• Task details: Reproduce word for word the stretch of the first-line HIV therapy text from "Data about any" through "suppression (table 2).".

First-line therapy was initiated in 382 patients with susceptible HIV strains and lasted for 182.0 days (median, IQR: 49.0–431.8). A Kaplan-Meier analysis revealed no significant difference in duration of first-line therapy comparing susceptible and resistant strains (χ2Log Rank  = 0.004; p = 0.95). Time between seroconversion and ART initiation was 327 days (median, IQR, 66.8–652.5) and Kaplan-Meier showed no significant difference in comparison to patients with resistant HIV strains (χ2Log Rank  = 0.454; p = 0.50). CD4 cell count measurements reported at the start of therapy were 335 cells/µl (median, IQR: 215.0–511.5) and plasma HIV-RNA measurement of 5.3 log10/ml (median, IQR: 4.7–5.8). Any PI containing first line therapy was prescribed in 60.5% (231/382) of the patients with susceptible genotype. Predominantly, a 2 NRTI/1 PIr regimen was used as first-line therapy in 45.3% (173/382) of the patients. 34.3% (131/382) of individuals with susceptible strains received a NRTI/NNRTI first-line therapy. Any NNRTI comprising first-line therapy was initiated in 38.7% (148/382) of the patients. Efavirenz was preferred to nevirapine (92/148; 62.2% vs. 55/148; 37.2%, respectively).

First line therapy of patients with resistant genotype

First line therapy was initiated in 61 patients (61/158) with TDR. Time between seroconversion and start of first-line therapy was 448 days (median, IQR 162–660). The durability of the first-line regimen in this group was 144 days (median, IQR: 48–365). CD4 cell counts measured at time of antiretroviral treatment initiation were 312 cells/µl median and did not differ significantly to the susceptible group (IQR: 200–458; pMWT = 0.48). Also, plasma viral load was not significantly lower in patients with resistant strains compared to initial viral load measurements in the susceptible group (median, log10/ml: 5.2; IQR: 4.6–5.5; pMWT = 0.36). Comparing VL between acute seroconverters with and without TDR, no significant difference was observed. First-line regimen containing any PI were used in 37/61 (60.7%) patients with resistant HIV. Any NNRTI was used in 24/61 (39.3%) patients in the TDR group. Efavirenz was again the preferred NNRTI compared to nevirapine in patients with TDR (16/24; 66.7% vs. 6/24; 25.0%).

Treatment success in patients with susceptible and resistant HIV

Viral suppression in patients with susceptible phenotype

Data about any viral load measurement during first year of first-line therapy were available for 271/382 (71%) of the patients with susceptible genotype. After applying the minimum duration of first-line therapy, e.g. 3 months, the patients included were 184/252 (73%). Consecutive viral load measurements within 5 to 12 months after treatment initiation were scarce. Data eligible for the analysis of treatment success were available only from 37.5% (69/184) of antiretroviral treated patients in the cohort. The majority of these patients with available viral load data (89.9%, 62/69) were treated successfully. Only 2.9% (2/69) of individuals did not reach the viral load limit (≤500 copies/ml) between 5–12 months after start of therapy. 5/69 (7.2%) patients were reported to have had two to three detectable viral load measurements after viraemic suppression (table 2).

• Material supplied:
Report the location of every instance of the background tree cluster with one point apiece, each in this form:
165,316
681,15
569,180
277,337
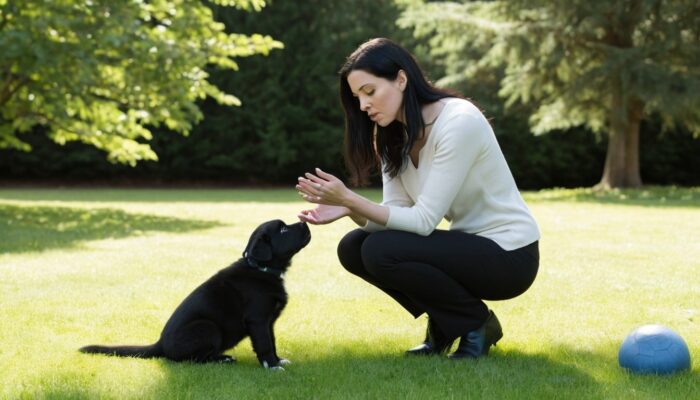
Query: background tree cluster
290,120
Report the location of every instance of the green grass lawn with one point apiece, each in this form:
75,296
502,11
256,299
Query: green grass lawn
79,267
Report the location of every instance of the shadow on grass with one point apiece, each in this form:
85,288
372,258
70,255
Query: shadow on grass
651,196
177,195
36,228
346,374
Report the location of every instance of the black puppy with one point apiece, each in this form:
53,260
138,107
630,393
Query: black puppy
241,300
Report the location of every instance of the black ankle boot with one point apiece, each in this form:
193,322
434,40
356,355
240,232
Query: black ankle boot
434,343
476,343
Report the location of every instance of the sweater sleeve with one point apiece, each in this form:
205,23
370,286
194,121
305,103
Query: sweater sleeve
458,146
393,194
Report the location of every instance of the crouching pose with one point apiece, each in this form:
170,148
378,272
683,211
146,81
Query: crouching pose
439,158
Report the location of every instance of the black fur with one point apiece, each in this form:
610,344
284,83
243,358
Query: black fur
244,299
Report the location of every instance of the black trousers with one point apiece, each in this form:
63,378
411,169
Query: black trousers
447,274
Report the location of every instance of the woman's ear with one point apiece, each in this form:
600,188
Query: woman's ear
402,79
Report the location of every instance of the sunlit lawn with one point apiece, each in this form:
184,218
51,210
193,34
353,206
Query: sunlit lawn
109,266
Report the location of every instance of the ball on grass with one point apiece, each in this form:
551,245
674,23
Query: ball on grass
654,349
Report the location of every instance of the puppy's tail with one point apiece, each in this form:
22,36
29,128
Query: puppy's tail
150,351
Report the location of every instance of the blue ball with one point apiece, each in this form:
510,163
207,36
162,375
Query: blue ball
654,349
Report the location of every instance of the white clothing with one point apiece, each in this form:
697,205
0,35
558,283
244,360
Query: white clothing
462,176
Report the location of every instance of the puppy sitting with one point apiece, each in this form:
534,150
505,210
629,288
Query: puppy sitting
244,299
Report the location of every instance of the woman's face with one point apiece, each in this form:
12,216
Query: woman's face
380,98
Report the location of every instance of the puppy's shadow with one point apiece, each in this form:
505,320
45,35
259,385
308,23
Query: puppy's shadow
347,373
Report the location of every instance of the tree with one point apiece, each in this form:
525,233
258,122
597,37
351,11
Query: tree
292,120
604,65
105,72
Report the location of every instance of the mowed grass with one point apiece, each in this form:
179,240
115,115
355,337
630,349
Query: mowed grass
88,266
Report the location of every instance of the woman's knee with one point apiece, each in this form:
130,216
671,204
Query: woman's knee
377,252
349,250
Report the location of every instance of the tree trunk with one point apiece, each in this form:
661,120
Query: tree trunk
622,158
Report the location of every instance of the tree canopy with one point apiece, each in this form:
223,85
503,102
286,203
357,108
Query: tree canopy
604,65
106,72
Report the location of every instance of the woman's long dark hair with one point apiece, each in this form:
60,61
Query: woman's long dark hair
363,151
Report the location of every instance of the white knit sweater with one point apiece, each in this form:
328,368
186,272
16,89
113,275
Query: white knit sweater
462,176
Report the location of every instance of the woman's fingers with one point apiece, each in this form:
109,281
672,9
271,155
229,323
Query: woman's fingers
324,175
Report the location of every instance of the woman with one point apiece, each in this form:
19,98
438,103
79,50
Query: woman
439,159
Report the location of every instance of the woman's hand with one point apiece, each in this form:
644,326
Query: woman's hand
323,188
323,214
335,201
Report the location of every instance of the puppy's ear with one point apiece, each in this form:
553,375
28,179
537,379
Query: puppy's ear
261,248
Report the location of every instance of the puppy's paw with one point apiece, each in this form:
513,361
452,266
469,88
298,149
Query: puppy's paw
227,360
277,367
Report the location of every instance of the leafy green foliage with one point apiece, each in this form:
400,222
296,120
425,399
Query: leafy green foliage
605,65
105,73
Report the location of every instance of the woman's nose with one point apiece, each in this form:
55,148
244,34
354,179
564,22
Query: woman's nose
364,104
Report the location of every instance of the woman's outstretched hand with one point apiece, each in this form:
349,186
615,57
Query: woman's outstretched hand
323,214
322,188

• Response to this exercise:
Data about any viral load measurement during first year of first-line therapy were available for 271/382 (71%) of the patients with susceptible genotype. After applying the minimum duration of first-line therapy, e.g. 3 months, the patients included were 184/252 (73%). Consecutive viral load measurements within 5 to 12 months after treatment initiation were scarce. Data eligible for the analysis of treatment success were available only from 37.5% (69/184) of antiretroviral treated patients in the cohort. The majority of these patients with available viral load data (89.9%, 62/69) were treated successfully. Only 2.9% (2/69) of individuals did not reach the viral load limit (≤500 copies/ml) between 5–12 months after start of therapy. 5/69 (7.2%) patients were reported to have had two to three detectable viral load measurements after viraemic suppression (table 2).